Cellar Sessions: Jesse Terry - Runaway Town August 22nd, 2017 City Winery New York

2019-04-09 3

Jesse Terry sits down for a One On One Session at City Winery New York on August 22nd, 2017. Watch the full session here: https://youtu.be/HVdIe1JLOT4 For more info visit: http://www.jesseterrymusic.com Audio & Video by: Ehud Lazin

Setlist:
Dangerous Times
Runaway Town
Stargazer

On the eponymous title track of Stargazer, the lushly orchestrated and existentially optimistic fourth LP from singer/songwriter Jesse Terry, the notion of personal unhappiness is framed in terms of a cosmic choice: “Go on stargazer, I know how much it hurts / But you are free now to pick your universe.” Infused with the warmth of a beautifully arranged string quartet and the otherworldly tremor of a lap steel guitar, “Stargazer” unfurls as a melodic Zen koan, a deep intuition all of us have at one point or another that the extent of our suffering — no matter its apparent source or point of origin — is largely up to us. The world’s frequent brutality and indifference are undeniable facts of life, facts that can feel oppressive and impenetrable. True freedom inheres in our ability to choose hope — to pick resilience over recrimination, optimism over oblivion. Taking that timeless and hard-won kernel of wisdom as his starting point — the recognition that hopelessness is the worst kind of human prison — Terry’s lustrous, earnest Stargazer is precisely the kind of record we need in these seemingly hopeless times.

◆ ◆ ◆ ◆ ◆

Task brief – Reproduce the Jesse Terry session page in full, word for word. The listing bears no relation to the Jesse Terry session page.

Dataset excerpt –
◆ ◆ ◆ ◆ ◆

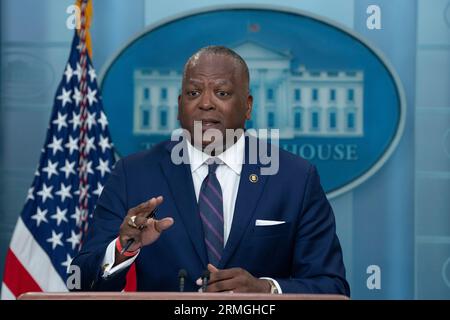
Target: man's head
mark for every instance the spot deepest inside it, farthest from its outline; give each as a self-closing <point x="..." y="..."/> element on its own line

◆ ◆ ◆ ◆ ◆

Reply to the exercise –
Cellar Sessions: Jesse Terry - Runaway Town August 22nd, 2017 City Winery New York

2019-04-09 3

Jesse Terry sits down for a One On One Session at City Winery New York on August 22nd, 2017. Watch the full session here: https://youtu.be/HVdIe1JLOT4 For more info visit: http://www.jesseterrymusic.com Audio & Video by: Ehud Lazin

Setlist:
Dangerous Times
Runaway Town
Stargazer

On the eponymous title track of Stargazer, the lushly orchestrated and existentially optimistic fourth LP from singer/songwriter Jesse Terry, the notion of personal unhappiness is framed in terms of a cosmic choice: “Go on stargazer, I know how much it hurts / But you are free now to pick your universe.” Infused with the warmth of a beautifully arranged string quartet and the otherworldly tremor of a lap steel guitar, “Stargazer” unfurls as a melodic Zen koan, a deep intuition all of us have at one point or another that the extent of our suffering — no matter its apparent source or point of origin — is largely up to us. The world’s frequent brutality and indifference are undeniable facts of life, facts that can feel oppressive and impenetrable. True freedom inheres in our ability to choose hope — to pick resilience over recrimination, optimism over oblivion. Taking that timeless and hard-won kernel of wisdom as his starting point — the recognition that hopelessness is the worst kind of human prison — Terry’s lustrous, earnest Stargazer is precisely the kind of record we need in these seemingly hopeless times.